En esta experiencia, he estado pensando desde dos marcos curriculares distintos: uno diseñado por competencias y otro abierto a la transición hacia la llamada Nueva Escuela Mexicana, en el que se abre la oportunidad de formular contenidos curriculares situados y críticos, atento a las posibilidades y límites de los procesos instruccionales y las planeaciones pedagógicas, para lograr una adaptación continua a las necesidades y potencias de las y los estudiantes. Si bien, la experiencia docente en la educación media superior implica enfrentarse a diversos retos, como el cambio tecnológico, la incorporación de los dispositivos digitales como parte central de la identidad de los estudiantes cuya gestión adecuada es indispensable para mediar los procesos de aprendizaje, las influencias culturales diversas, la permeabilidad a las crisis en el consumo de sustancias adictivas (entre las que habría que incluir los alimentos azucarados, las bebidas energéticas  y la comida chatarra, además de las sustancias ilegales) y los efectos de un cambio social que requiere reformular la manera en que nos relacionamos, y en que organizamos y producimos un mundo en común; el reto implica encontrar la motivación y las formas de comunicación efectivas, para que estos procesos sean esclarecidos críticamente por las y los estudiantes, padres y madres de familia, el personal docente, administrativo y de cuidados de la institución, y el circuito ampliado de la comunidad en la que los centros educativos realizan sus funciones.

## Tarea
Según el texto sobre la experiencia docente en media superior, ¿desde qué dos marcos curriculares ha estado pensando quien escribe?

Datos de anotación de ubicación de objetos

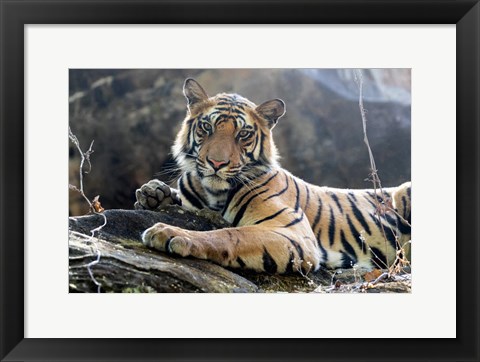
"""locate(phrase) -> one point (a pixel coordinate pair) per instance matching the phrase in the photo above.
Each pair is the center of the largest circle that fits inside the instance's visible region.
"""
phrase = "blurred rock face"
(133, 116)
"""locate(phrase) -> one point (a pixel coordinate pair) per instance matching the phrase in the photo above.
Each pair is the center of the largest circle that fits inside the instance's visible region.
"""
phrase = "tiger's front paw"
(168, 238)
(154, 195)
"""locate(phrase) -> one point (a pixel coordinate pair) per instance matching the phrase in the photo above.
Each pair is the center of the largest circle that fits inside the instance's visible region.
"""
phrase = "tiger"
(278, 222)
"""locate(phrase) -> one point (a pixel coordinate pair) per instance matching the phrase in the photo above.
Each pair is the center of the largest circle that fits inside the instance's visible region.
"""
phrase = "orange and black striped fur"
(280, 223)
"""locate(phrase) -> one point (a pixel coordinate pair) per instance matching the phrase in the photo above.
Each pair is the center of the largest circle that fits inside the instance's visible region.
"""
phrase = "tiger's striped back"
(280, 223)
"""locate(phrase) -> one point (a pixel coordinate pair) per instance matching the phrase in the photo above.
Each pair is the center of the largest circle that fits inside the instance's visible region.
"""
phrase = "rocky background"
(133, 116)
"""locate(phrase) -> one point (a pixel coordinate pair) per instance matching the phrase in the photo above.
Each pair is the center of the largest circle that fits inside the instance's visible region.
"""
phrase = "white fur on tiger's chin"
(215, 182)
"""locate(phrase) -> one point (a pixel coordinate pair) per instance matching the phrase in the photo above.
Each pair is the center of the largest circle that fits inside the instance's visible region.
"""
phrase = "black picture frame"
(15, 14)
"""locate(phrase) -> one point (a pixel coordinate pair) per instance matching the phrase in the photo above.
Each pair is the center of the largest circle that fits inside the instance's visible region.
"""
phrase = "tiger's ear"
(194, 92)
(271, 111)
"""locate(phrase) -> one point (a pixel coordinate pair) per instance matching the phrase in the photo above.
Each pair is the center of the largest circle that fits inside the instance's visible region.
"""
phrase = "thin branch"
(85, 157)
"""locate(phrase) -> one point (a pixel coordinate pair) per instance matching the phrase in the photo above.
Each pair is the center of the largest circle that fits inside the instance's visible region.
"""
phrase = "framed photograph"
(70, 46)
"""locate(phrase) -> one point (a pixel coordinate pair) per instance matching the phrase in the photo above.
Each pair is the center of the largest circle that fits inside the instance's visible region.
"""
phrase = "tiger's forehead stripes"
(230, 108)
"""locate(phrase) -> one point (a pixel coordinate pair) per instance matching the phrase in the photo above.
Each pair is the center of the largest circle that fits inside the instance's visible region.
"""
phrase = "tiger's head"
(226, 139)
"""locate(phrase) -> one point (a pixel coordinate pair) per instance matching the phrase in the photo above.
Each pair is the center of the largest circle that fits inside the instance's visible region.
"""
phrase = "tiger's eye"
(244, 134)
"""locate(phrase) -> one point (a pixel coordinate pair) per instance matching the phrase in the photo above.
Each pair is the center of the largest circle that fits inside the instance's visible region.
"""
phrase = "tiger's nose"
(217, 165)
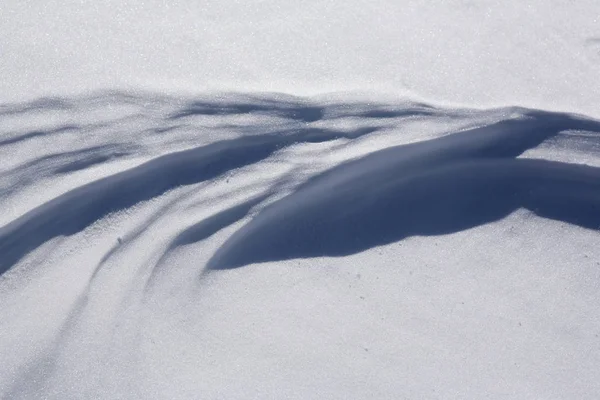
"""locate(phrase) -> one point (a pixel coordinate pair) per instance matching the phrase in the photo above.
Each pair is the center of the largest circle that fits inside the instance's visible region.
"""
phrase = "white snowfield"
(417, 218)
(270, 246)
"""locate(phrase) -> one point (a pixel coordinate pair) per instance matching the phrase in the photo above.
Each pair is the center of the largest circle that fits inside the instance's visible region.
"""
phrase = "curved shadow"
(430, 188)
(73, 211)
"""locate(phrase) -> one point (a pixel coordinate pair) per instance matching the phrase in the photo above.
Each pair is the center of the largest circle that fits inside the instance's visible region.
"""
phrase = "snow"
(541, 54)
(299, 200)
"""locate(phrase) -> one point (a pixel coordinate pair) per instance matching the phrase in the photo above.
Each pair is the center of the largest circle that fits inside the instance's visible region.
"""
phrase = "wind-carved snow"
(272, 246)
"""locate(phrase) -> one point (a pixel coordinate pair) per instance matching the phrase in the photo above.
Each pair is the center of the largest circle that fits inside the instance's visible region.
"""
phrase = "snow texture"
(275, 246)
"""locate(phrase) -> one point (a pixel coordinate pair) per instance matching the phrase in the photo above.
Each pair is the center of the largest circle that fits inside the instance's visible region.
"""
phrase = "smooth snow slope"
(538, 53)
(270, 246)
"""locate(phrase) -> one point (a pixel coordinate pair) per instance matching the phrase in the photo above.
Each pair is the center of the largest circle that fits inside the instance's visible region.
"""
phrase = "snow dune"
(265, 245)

## Respuesta
Desde uno diseñado por competencias y otro abierto a la transición hacia la llamada Nueva Escuela Mexicana.